> **Input for this task**:
== Segment start ==

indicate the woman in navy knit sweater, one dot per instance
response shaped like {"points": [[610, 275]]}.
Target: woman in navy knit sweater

== Segment end ==
== Segment start ==

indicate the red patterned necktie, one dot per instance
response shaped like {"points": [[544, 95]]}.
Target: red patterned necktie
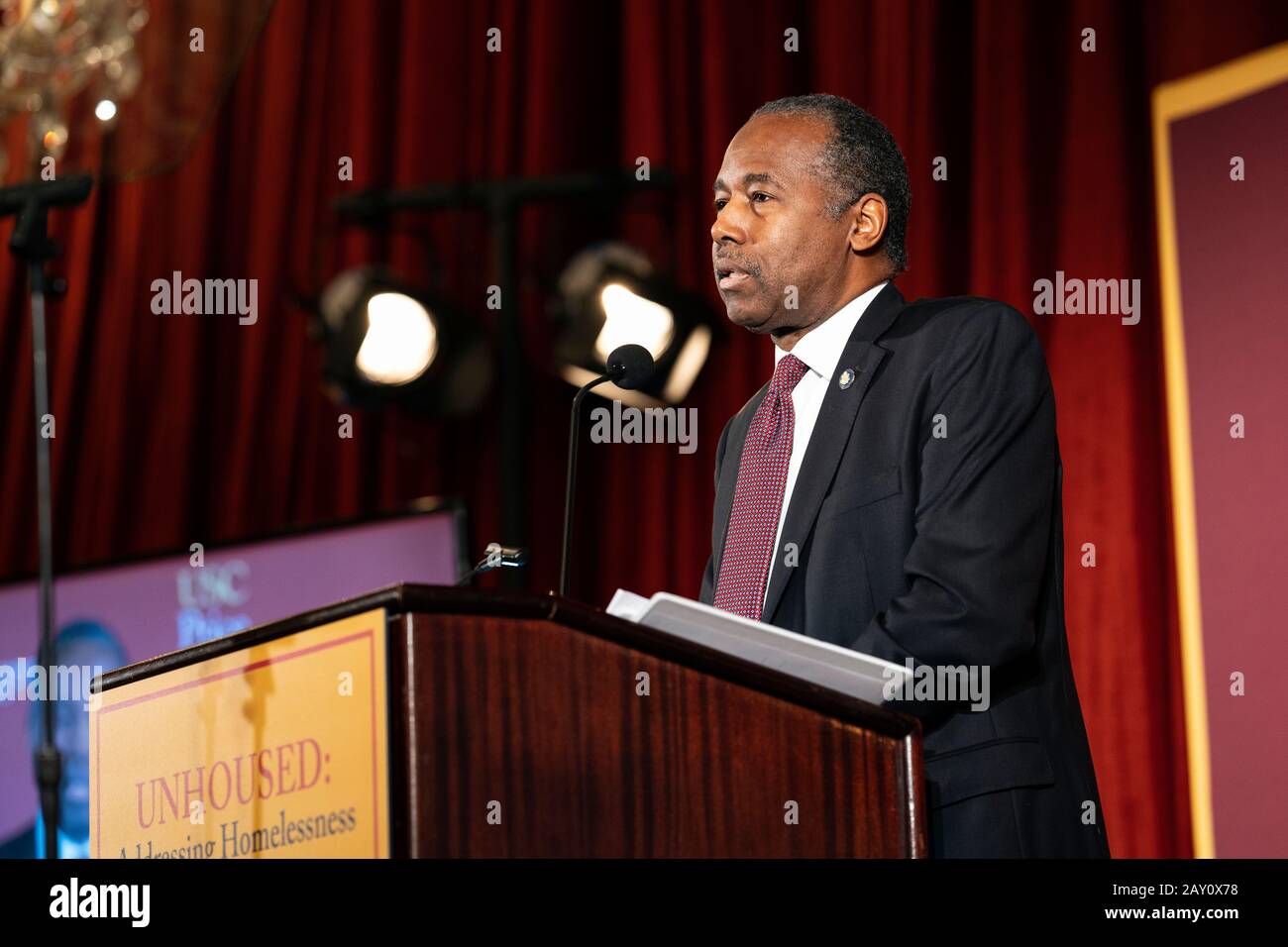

== Segment end ==

> **What you will do**: Reproduce the entries above exactly, but only the lines between the line holding "indicate the red" and the line holding "Target: red patterned necktie", inclusive.

> **Task result**:
indicate the red patterned necktie, one dot per instance
response shaped like {"points": [[544, 95]]}.
Target: red patterned necktie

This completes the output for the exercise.